» EXERCISE TASK
Extract each line from the rows below that contains the string "road". The match is case-sensitive.

» GIVEN ENTRIES
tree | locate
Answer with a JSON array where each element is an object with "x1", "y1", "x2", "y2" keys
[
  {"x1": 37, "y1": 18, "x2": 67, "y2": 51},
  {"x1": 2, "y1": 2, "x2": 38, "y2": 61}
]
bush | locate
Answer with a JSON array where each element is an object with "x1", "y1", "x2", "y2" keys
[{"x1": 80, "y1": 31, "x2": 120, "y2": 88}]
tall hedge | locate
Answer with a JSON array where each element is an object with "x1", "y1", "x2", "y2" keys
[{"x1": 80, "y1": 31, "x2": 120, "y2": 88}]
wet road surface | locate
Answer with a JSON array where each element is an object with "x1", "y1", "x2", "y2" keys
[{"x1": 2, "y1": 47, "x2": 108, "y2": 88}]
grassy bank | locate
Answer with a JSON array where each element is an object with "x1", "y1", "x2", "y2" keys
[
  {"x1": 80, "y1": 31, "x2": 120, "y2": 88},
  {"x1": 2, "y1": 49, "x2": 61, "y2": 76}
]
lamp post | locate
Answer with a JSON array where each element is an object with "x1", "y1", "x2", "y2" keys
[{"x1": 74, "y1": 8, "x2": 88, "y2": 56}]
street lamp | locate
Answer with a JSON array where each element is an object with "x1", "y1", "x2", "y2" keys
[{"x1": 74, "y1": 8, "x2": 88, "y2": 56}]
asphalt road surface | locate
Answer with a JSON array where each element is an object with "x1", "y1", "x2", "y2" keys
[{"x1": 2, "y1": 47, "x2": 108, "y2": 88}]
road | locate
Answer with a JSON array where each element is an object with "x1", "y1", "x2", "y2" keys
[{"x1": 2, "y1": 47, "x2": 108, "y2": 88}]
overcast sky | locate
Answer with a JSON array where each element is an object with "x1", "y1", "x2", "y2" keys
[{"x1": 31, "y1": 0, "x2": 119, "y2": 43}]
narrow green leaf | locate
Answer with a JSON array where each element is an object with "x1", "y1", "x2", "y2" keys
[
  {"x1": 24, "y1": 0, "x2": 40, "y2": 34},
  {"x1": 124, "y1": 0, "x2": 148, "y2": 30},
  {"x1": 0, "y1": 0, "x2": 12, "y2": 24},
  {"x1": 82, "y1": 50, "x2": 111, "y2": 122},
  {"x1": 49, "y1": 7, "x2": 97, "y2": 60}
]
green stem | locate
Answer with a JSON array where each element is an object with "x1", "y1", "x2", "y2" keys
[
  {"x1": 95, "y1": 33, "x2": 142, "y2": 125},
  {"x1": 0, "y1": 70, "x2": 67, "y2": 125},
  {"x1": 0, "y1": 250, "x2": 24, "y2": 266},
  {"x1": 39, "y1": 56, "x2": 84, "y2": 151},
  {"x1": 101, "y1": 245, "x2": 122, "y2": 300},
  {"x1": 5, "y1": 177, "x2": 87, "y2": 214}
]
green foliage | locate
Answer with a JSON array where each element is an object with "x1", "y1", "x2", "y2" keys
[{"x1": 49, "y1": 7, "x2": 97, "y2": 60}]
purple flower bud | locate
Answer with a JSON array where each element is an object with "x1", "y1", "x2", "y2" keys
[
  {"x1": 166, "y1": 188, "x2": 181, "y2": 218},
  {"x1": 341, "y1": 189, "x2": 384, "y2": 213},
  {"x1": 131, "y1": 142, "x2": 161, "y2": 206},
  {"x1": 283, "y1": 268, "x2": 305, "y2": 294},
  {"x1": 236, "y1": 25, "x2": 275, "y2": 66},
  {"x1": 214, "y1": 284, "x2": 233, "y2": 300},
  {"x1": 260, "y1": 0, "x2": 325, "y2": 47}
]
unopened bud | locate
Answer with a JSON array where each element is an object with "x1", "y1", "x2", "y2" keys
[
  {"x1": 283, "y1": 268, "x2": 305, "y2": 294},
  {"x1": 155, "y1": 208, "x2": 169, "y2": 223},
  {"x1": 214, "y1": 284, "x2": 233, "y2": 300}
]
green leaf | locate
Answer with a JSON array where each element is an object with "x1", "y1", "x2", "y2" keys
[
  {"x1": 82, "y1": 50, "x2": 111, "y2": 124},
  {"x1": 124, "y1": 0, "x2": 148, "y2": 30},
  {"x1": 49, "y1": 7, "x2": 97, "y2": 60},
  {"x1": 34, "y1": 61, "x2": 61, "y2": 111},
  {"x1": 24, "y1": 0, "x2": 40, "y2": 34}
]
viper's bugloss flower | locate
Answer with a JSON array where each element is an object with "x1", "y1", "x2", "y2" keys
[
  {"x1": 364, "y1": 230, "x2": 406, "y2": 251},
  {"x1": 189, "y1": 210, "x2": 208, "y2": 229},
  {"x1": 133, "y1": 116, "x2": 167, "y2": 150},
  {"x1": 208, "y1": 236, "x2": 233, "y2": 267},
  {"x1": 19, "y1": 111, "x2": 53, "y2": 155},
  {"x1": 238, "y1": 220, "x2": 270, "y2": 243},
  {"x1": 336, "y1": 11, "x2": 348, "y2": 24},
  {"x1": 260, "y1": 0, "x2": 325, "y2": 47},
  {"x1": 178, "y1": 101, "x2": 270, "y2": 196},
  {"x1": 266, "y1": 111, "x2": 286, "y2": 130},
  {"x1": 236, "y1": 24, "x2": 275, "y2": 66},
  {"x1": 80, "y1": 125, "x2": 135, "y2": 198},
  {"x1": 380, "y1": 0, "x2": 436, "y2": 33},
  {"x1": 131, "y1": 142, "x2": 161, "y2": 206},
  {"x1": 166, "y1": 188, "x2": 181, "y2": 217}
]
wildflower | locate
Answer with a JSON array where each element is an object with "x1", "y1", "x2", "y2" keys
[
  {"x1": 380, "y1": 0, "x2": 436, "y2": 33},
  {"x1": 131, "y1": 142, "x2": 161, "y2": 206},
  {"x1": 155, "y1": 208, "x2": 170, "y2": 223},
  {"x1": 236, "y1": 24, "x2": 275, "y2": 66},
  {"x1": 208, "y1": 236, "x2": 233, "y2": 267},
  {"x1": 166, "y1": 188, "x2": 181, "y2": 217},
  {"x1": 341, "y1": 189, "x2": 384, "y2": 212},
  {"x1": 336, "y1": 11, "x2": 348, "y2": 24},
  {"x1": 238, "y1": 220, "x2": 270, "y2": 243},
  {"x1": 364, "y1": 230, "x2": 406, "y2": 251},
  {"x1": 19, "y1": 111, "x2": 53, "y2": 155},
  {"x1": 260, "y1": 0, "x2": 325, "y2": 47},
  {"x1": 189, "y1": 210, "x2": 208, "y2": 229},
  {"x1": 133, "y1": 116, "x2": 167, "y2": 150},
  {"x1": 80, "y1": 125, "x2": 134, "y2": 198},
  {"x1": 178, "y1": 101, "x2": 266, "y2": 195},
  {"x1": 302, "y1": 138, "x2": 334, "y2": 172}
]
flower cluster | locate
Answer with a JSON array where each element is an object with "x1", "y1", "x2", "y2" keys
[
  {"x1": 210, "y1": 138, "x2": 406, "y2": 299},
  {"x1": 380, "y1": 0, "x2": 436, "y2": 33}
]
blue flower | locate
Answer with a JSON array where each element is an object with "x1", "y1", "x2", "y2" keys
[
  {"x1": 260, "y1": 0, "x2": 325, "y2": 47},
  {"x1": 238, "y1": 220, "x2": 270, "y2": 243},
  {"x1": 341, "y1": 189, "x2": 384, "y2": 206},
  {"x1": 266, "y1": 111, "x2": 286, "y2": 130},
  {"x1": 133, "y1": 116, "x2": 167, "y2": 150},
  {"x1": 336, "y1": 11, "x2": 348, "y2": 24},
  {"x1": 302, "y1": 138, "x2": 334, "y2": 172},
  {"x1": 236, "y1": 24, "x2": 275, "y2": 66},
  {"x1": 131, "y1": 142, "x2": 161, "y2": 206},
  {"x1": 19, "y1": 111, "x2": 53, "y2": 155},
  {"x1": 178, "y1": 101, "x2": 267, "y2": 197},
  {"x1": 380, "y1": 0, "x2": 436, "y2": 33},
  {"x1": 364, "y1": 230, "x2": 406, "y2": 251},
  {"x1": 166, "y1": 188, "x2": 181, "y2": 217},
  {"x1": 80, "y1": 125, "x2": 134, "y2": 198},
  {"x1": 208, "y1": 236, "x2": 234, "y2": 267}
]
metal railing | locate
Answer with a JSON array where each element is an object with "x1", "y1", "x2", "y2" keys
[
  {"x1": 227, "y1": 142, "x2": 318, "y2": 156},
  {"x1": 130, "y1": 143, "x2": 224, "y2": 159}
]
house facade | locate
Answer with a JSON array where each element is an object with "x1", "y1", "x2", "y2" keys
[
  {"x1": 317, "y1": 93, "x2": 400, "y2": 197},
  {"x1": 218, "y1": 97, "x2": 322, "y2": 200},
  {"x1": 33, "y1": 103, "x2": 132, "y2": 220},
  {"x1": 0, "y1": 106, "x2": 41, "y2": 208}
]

» SOLVED EXERCISE
wet road surface | locate
asphalt road surface | locate
road | locate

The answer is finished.